» **WHAT IS REQUIRED**
Please count the lines in the records below that contain the string "positive", treating case as significant. Reply with the number only.

[Saved data entries]
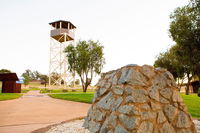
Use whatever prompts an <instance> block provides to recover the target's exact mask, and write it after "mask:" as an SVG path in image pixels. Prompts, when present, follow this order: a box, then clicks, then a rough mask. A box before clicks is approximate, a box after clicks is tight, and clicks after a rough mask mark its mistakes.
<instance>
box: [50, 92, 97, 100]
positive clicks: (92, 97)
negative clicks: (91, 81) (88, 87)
mask: <svg viewBox="0 0 200 133" xmlns="http://www.w3.org/2000/svg"><path fill="white" fill-rule="evenodd" d="M49 96H50V97H52V98H57V99H63V100H69V101H75V102H83V103H92V98H93V96H94V92H87V93H83V92H68V93H67V94H49Z"/></svg>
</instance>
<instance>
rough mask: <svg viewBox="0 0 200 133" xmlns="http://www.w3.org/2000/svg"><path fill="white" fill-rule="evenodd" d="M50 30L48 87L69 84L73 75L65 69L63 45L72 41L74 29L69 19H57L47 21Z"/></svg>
mask: <svg viewBox="0 0 200 133" xmlns="http://www.w3.org/2000/svg"><path fill="white" fill-rule="evenodd" d="M49 25H50V27H51V31H50V59H49V87H50V88H52V87H53V86H58V85H59V86H60V87H61V88H63V87H65V86H66V85H68V84H70V83H71V81H73V80H74V77H73V76H72V75H71V74H70V73H69V72H68V71H67V66H68V62H67V58H66V55H65V54H64V49H65V47H66V46H67V45H68V44H70V43H74V40H75V29H76V26H74V25H73V24H72V23H71V22H70V21H64V20H58V21H55V22H51V23H49Z"/></svg>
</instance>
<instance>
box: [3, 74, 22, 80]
mask: <svg viewBox="0 0 200 133" xmlns="http://www.w3.org/2000/svg"><path fill="white" fill-rule="evenodd" d="M17 80H19V79H18V77H17V74H16V73H0V81H17Z"/></svg>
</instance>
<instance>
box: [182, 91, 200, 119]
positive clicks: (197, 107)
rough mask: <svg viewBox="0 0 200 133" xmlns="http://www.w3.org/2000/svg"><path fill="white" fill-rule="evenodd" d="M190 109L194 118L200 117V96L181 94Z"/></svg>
mask: <svg viewBox="0 0 200 133" xmlns="http://www.w3.org/2000/svg"><path fill="white" fill-rule="evenodd" d="M181 96H182V98H183V100H184V102H185V104H186V106H187V108H188V111H189V112H190V114H191V115H192V117H194V118H200V97H198V96H197V94H190V95H185V94H181Z"/></svg>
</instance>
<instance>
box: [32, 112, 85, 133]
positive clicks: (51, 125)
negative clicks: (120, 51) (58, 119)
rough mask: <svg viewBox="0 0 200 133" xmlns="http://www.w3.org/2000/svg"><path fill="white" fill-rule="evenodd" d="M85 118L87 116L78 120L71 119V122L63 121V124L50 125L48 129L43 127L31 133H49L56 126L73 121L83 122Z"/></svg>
mask: <svg viewBox="0 0 200 133" xmlns="http://www.w3.org/2000/svg"><path fill="white" fill-rule="evenodd" d="M84 118H85V116H82V117H77V118H73V119H70V120H66V121H62V122H61V123H57V124H53V125H49V126H47V127H43V128H40V129H37V130H34V131H32V132H31V133H45V132H47V131H48V130H50V129H51V128H52V127H55V126H58V125H61V124H64V123H68V122H71V121H75V120H82V119H84Z"/></svg>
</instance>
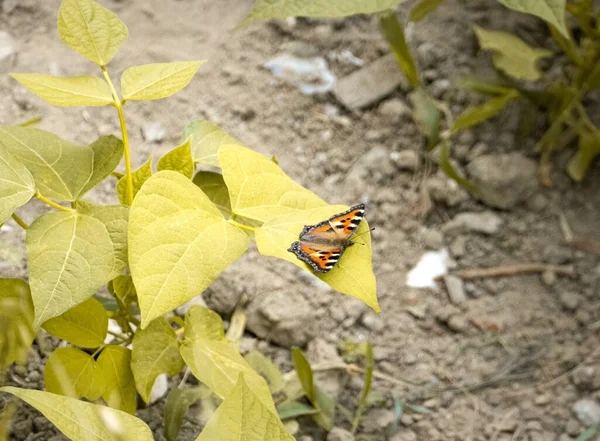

» **RESULT OF THE TASK**
3